**TEXT PASSAGE**
"The critical question is this: Should a special-interest organisation like National Rifle Association (NRA) have veto power over the appointment of the nation's top doctor? The very idea is unacceptable," the New England Medical Journal said in its latest issue that hit the stands yesterday.
Boston-based Murthy, 36, if confirmed by the US Senate, would be the first Indian-American and the youngest ever to occupy the top position. In its editorial, the Journal alleged that 10 Senate Democrats were apparently prepared to vote against Murthy's confirmation because of his personal views on gun control.
The gun lobby led by the NRA has been opposing Murthy's nomination, who supported Obama's move against gun-culture in the US.
"It is of great concern to us and to many other members of the healthcare community that Murthy's nomination is in jeopardy because of NRA opposition," the journal said.
"The NRA opposes Murthy solely on the grounds that he has advocated reasonable and mainstream forms of gun regulation, including an assault-weapons ban, a limit on ammunition sales, and required safety training. Given that there are more than 30,000 firearm deaths in the US each year, Murthy's views on potential safeguards are unsurprising," the editorial said.
This is the first time the NRA has flexed its political muscle over the appointment of a surgeon general. The NRA has taken this action even though the surgeon general has no authority over firearm regulation. Murthy has already said in his testimony before the Senate HELP Committee that if confirmed, his principal focus will be on the national problem of obesity prevention not firearm policy, it said.
"Still, 10 Senate Democrats are apparently prepared to vote against Murthy's confirmation because of his personal views on firearms a demonstration of just how much political power our legislators have ceded to the NRA. By obstructing the president's nomination of Vivek Murthy as surgeon general, the NRA is taking its single-issue political blackmail to a new level," the Journal alleged.
"With the record of past surgeons general as their guide, senators should do what is right for the health of the country by confronting the NRA and voting their own conscience. Murthy is an accomplished physician, policymaker, leader and entrepreneur. He deserves the President's continued backing and should be confirmed," it said.
Murthy, whose parents immigrated to the US from India, has lived the American dream, the journal said.

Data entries
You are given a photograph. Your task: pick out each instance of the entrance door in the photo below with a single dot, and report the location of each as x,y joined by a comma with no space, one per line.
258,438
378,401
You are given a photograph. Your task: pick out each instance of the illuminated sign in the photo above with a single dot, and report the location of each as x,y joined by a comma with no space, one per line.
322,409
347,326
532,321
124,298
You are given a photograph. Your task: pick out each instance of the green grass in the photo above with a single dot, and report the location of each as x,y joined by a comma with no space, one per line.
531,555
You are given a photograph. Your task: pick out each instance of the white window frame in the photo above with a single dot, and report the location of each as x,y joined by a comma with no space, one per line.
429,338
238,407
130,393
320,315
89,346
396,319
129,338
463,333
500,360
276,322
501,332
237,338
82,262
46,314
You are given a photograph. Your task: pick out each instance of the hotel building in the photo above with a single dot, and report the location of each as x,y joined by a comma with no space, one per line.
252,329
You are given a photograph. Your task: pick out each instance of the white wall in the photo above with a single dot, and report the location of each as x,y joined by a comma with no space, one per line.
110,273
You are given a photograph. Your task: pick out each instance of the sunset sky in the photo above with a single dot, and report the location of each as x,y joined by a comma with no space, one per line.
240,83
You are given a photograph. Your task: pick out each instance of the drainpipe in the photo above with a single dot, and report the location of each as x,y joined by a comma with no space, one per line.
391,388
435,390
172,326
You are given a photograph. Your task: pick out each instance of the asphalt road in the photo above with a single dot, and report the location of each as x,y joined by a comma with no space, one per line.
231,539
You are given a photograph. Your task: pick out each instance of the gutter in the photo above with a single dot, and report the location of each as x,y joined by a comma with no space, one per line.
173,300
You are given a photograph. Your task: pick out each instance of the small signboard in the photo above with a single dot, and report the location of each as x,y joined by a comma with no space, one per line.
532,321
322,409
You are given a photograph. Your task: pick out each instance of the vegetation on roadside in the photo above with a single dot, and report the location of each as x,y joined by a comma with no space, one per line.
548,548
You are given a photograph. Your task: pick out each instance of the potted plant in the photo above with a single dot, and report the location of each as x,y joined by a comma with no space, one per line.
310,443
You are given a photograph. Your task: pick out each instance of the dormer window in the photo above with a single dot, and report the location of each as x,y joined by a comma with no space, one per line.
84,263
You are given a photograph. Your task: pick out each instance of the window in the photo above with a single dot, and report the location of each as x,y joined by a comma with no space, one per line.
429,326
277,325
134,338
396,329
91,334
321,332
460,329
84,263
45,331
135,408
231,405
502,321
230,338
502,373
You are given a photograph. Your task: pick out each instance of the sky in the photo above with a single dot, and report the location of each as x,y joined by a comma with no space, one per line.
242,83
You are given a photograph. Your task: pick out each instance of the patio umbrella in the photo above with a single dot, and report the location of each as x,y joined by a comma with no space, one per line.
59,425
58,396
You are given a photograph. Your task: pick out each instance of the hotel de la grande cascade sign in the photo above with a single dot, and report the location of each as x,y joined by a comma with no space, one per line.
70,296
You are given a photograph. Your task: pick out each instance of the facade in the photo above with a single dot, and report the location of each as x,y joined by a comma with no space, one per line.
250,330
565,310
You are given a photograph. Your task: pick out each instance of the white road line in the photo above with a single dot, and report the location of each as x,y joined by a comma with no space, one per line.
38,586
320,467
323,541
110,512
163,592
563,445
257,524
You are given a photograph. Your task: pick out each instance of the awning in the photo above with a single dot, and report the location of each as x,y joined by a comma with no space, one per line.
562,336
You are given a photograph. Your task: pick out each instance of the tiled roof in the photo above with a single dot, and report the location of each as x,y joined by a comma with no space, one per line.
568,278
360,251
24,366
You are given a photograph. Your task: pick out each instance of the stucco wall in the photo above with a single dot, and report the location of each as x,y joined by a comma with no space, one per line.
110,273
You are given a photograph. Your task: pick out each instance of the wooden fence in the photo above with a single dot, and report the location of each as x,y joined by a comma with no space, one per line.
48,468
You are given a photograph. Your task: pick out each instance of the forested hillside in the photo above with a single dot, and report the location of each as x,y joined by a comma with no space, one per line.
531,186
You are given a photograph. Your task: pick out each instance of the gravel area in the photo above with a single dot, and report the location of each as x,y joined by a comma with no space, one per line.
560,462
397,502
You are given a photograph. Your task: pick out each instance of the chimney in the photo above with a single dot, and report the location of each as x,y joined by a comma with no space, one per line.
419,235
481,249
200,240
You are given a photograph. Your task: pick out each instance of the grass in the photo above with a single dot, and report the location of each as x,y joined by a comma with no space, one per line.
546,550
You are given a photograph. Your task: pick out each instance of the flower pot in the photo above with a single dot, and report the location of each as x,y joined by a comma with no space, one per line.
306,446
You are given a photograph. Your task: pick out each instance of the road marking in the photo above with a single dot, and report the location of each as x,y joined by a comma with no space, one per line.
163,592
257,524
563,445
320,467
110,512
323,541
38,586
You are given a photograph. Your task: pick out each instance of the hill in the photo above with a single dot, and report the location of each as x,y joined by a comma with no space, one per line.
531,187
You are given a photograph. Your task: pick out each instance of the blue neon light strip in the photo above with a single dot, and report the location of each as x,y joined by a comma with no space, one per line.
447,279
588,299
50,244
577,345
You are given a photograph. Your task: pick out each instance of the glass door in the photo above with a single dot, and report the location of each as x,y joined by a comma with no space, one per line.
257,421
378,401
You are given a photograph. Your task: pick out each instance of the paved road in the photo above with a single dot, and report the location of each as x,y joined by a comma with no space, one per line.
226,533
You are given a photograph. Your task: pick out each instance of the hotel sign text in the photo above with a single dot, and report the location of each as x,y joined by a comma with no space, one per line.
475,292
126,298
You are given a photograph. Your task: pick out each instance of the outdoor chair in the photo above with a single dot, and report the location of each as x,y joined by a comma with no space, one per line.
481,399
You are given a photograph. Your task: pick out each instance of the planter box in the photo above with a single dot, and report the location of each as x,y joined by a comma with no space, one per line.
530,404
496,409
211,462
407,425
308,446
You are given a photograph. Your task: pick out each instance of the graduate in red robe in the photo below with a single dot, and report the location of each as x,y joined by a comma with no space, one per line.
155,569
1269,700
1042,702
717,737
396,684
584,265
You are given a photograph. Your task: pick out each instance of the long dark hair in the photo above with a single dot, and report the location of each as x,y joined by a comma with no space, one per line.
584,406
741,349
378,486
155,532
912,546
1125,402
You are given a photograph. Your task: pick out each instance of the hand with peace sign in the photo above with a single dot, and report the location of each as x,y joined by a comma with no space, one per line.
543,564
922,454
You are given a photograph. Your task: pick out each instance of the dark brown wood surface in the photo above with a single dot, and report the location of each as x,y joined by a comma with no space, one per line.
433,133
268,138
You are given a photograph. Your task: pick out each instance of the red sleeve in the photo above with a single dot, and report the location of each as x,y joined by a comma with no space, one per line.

**EXERCISE BRIEF**
Print the passage of the news report on the Murthy nomination from "This is the" to "the Journal alleged.". The data entries are not required for this work.

**EXPECTED ANSWER**
This is the first time the NRA has flexed its political muscle over the appointment of a surgeon general. The NRA has taken this action even though the surgeon general has no authority over firearm regulation. Murthy has already said in his testimony before the Senate HELP Committee that if confirmed, his principal focus will be on the national problem of obesity prevention not firearm policy, it said.
"Still, 10 Senate Democrats are apparently prepared to vote against Murthy's confirmation because of his personal views on firearms a demonstration of just how much political power our legislators have ceded to the NRA. By obstructing the president's nomination of Vivek Murthy as surgeon general, the NRA is taking its single-issue political blackmail to a new level," the Journal alleged.